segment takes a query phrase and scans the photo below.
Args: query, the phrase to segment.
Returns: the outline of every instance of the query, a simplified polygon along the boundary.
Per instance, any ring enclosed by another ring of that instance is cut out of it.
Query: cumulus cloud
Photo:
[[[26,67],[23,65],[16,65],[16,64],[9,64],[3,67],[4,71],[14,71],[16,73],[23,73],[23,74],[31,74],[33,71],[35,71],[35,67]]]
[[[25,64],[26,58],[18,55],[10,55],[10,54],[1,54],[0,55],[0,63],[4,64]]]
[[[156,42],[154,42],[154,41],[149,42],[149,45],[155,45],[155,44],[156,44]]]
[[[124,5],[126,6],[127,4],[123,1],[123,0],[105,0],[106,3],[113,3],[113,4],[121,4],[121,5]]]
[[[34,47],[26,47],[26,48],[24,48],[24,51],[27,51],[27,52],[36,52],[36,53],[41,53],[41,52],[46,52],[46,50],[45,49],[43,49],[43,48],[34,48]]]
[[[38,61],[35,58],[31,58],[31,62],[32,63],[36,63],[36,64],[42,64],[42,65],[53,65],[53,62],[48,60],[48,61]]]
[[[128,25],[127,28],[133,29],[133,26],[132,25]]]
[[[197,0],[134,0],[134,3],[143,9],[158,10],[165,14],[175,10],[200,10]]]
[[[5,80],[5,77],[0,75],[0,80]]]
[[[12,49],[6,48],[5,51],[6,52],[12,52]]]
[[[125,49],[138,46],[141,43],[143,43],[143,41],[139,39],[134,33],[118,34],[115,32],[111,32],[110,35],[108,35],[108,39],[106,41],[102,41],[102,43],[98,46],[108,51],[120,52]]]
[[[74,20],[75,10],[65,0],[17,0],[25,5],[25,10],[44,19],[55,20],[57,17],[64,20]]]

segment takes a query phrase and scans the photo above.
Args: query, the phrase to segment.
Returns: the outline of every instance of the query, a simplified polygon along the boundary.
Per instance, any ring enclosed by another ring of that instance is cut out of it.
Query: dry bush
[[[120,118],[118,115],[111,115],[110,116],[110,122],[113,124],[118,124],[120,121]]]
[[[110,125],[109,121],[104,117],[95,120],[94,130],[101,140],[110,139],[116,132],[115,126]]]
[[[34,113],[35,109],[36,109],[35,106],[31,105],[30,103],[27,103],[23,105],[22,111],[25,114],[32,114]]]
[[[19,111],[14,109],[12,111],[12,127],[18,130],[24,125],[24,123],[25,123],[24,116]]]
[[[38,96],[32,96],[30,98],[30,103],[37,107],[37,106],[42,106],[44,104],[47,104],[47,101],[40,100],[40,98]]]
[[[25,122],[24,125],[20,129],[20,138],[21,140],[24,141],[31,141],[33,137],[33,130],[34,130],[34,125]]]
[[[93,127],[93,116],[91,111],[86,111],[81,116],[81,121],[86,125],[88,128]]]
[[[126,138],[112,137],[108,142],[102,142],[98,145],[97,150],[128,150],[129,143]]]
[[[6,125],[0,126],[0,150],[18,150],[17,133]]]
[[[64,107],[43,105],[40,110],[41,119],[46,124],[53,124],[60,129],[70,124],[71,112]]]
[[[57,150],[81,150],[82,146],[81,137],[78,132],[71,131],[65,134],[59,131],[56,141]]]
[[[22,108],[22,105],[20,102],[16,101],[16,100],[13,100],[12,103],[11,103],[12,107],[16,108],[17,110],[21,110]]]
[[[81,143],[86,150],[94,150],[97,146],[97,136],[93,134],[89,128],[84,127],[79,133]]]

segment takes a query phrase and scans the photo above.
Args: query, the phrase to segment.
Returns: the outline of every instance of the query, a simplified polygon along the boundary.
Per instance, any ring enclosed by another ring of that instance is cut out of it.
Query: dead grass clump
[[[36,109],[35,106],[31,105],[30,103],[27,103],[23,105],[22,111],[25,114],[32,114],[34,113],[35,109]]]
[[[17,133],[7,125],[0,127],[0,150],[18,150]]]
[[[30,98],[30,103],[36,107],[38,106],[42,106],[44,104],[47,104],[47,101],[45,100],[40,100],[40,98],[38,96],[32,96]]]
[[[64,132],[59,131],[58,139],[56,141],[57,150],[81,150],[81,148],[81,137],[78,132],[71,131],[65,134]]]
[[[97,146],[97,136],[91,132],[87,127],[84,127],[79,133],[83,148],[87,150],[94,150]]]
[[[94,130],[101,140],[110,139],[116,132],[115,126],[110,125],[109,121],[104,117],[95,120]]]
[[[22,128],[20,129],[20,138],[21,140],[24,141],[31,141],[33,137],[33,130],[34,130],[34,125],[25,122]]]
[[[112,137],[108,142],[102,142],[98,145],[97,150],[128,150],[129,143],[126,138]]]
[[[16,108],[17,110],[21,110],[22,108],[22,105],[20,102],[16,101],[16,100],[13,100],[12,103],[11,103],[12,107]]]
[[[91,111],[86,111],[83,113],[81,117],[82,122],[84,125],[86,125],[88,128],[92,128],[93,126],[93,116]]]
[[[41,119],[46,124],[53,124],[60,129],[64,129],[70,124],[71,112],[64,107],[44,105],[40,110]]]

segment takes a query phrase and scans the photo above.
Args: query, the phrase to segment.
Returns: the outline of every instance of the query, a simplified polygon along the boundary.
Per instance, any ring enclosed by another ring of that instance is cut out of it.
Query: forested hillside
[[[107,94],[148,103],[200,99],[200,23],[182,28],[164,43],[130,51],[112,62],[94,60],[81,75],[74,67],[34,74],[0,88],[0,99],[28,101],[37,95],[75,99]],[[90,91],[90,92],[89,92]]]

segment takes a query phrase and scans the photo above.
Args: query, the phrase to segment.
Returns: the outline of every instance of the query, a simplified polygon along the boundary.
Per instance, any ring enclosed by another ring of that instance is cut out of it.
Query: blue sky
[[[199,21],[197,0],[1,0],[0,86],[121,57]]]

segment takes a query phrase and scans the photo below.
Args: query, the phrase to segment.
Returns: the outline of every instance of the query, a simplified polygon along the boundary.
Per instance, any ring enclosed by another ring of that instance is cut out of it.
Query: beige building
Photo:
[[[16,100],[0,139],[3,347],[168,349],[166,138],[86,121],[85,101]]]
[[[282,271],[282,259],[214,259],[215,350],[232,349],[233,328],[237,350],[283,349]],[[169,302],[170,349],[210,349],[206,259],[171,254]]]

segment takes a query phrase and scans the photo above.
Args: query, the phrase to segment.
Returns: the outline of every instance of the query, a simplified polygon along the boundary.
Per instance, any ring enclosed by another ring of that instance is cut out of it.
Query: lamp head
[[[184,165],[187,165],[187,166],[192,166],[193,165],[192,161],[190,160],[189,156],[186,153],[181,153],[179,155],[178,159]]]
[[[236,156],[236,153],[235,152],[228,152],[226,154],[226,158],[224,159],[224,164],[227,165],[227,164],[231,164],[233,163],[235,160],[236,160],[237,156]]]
====================
• Exercise objective:
Leaving no line out, return the data above verbatim.

• Output of the exercise:
segment takes a query phrase and scans the photo below.
Args: query, the phrase to segment.
Returns: the outline of every instance of the query, a simplified polygon along the boundary.
Per instance, any ring enclosed by another ring of that instance is cut out of it.
Query: cumulus cloud
Photo:
[[[26,67],[23,65],[16,65],[16,64],[9,64],[3,67],[4,71],[14,71],[16,73],[23,73],[23,74],[31,74],[33,71],[35,71],[35,67]]]
[[[25,64],[26,58],[18,55],[10,55],[10,54],[1,54],[0,55],[0,63],[4,64]]]
[[[156,42],[154,42],[154,41],[149,42],[149,45],[155,45],[155,44],[156,44]]]
[[[124,5],[126,6],[127,4],[123,1],[123,0],[105,0],[106,3],[113,3],[113,4],[121,4],[121,5]]]
[[[34,47],[26,47],[26,48],[24,48],[24,51],[27,51],[27,52],[36,52],[36,53],[41,53],[41,52],[46,52],[46,50],[45,49],[43,49],[43,48],[34,48]]]
[[[38,61],[35,58],[31,58],[31,62],[32,63],[36,63],[36,64],[42,64],[42,65],[53,65],[53,62],[48,60],[48,61]]]
[[[128,25],[127,28],[133,29],[133,26],[132,25]]]
[[[197,0],[134,0],[134,3],[143,9],[158,10],[165,14],[175,10],[200,10]]]
[[[5,80],[5,77],[0,75],[0,80]]]
[[[12,49],[6,48],[5,51],[6,52],[12,52]]]
[[[125,49],[138,46],[141,43],[143,43],[143,41],[139,39],[134,33],[118,34],[115,32],[111,32],[110,35],[108,35],[108,39],[106,41],[102,41],[102,43],[98,46],[108,51],[120,52]]]
[[[74,20],[75,10],[65,0],[17,0],[25,5],[25,10],[44,19],[55,20],[57,17],[64,20]]]

segment takes a query phrase and scans the photo above.
Args: query, the phrase to segment.
Returns: the outline of every instance of the query, a simplified polygon along the boundary.
Per instance, any ring enclosed by another ring of that instance is cut out of it.
Query: dry bush
[[[120,118],[118,115],[111,115],[110,116],[110,122],[113,124],[118,124],[120,121]]]
[[[110,125],[109,121],[104,117],[95,120],[94,130],[101,140],[110,139],[116,132],[115,126]]]
[[[34,113],[35,109],[36,109],[35,106],[31,105],[30,103],[27,103],[23,105],[22,111],[25,114],[32,114]]]
[[[19,111],[14,109],[12,111],[12,127],[18,130],[24,125],[24,123],[25,123],[24,116]]]
[[[38,96],[32,96],[30,98],[30,103],[37,107],[37,106],[42,106],[44,104],[47,104],[47,101],[40,100],[40,98]]]
[[[25,122],[24,125],[20,129],[20,138],[21,140],[24,141],[31,141],[33,137],[33,130],[34,130],[34,125]]]
[[[93,127],[93,116],[91,111],[86,111],[81,116],[81,121],[86,125],[88,128]]]
[[[126,138],[112,137],[108,142],[102,142],[98,145],[97,150],[128,150],[129,143]]]
[[[6,125],[0,126],[0,150],[18,150],[17,133]]]
[[[64,107],[43,105],[40,110],[41,119],[46,124],[53,124],[60,129],[70,124],[71,112]]]
[[[57,150],[81,150],[82,146],[81,137],[78,132],[71,131],[65,134],[59,131],[56,141]]]
[[[22,108],[22,105],[20,102],[16,101],[16,100],[13,100],[12,103],[11,103],[12,107],[16,108],[17,110],[21,110]]]
[[[81,143],[86,150],[94,150],[97,146],[97,136],[93,134],[89,128],[84,127],[79,133]]]

segment takes a query phrase and scans the photo above.
Args: query, the phrase to segment.
Returns: the outline of every instance of the query, a simplified polygon along the boundary.
Per instance, any ring enclosed by another ring of that instance is cut out of it.
Query: dead grass clump
[[[36,109],[35,106],[31,105],[30,103],[27,103],[23,105],[22,111],[25,114],[32,114],[34,113],[35,109]]]
[[[17,133],[7,125],[0,127],[0,150],[18,150]]]
[[[30,98],[30,103],[36,107],[38,106],[42,106],[44,104],[47,104],[47,101],[45,100],[40,100],[40,98],[38,96],[32,96]]]
[[[64,132],[59,131],[58,139],[56,141],[57,150],[81,150],[81,148],[81,137],[78,132],[71,131],[65,134]]]
[[[97,146],[97,136],[91,132],[87,127],[84,127],[79,133],[83,148],[87,150],[94,150]]]
[[[94,130],[101,140],[110,139],[116,132],[115,126],[110,125],[109,121],[104,117],[95,120]]]
[[[22,128],[20,129],[20,138],[21,140],[24,141],[31,141],[33,137],[33,130],[34,130],[34,125],[25,122]]]
[[[112,137],[108,142],[102,142],[98,145],[97,150],[128,150],[129,143],[126,138]]]
[[[16,108],[17,110],[21,110],[22,108],[22,105],[20,102],[16,101],[16,100],[13,100],[12,103],[11,103],[12,107]]]
[[[91,111],[86,111],[83,113],[81,117],[82,122],[84,125],[86,125],[88,128],[92,128],[93,126],[93,116]]]
[[[41,119],[46,124],[53,124],[60,129],[64,129],[70,124],[71,112],[64,107],[44,105],[40,110]]]

segment takes a query phrase and scans the photo above.
Args: query, the phrase to segment.
Returns: the outline of every instance of the query, a simplified polygon along the boundary.
Per instance, any ring enclosed by another ring of that instance is cut out of it.
Query: forested hillside
[[[107,94],[148,103],[200,99],[200,23],[182,28],[164,43],[130,51],[112,62],[94,60],[81,75],[74,67],[34,74],[0,88],[0,99],[28,101],[37,95],[75,99]],[[90,91],[90,92],[89,92]]]

segment takes a query phrase and scans the photo above.
Args: query, the phrase to segment.
Returns: the outline of every instance of the query, a simplified polygon along the boundary.
Per instance, any ring enclosed by another ring of that instance is cut out of it.
Query: blue sky
[[[199,21],[197,0],[1,0],[0,86],[121,57]]]

segment takes a query phrase and scans the photo below.
Args: query, the phrase to segment.
Returns: the outline of every instance of the query, a simplified polygon along the boundary.
Per instance, any ring enclosed by another ring of that instance is cut out of it.
Query: beige building
Photo:
[[[16,100],[0,139],[3,347],[168,349],[166,138],[86,121],[85,101]]]
[[[282,271],[282,259],[214,259],[215,350],[232,349],[233,328],[237,350],[283,349]],[[169,302],[170,349],[210,349],[206,259],[171,254]]]

segment takes a query phrase and scans the photo above.
Args: query, the phrase to segment.
Returns: the outline of every instance of the query, a simplified polygon along the boundary.
Per instance, any ring enclosed by another ring of that instance is cut out of it.
Query: lamp head
[[[184,165],[187,165],[187,166],[192,166],[193,165],[192,161],[190,160],[189,156],[186,153],[181,153],[179,155],[178,159]]]
[[[236,156],[236,153],[235,152],[228,152],[226,154],[226,158],[224,159],[224,164],[227,165],[227,164],[231,164],[233,163],[235,160],[236,160],[237,156]]]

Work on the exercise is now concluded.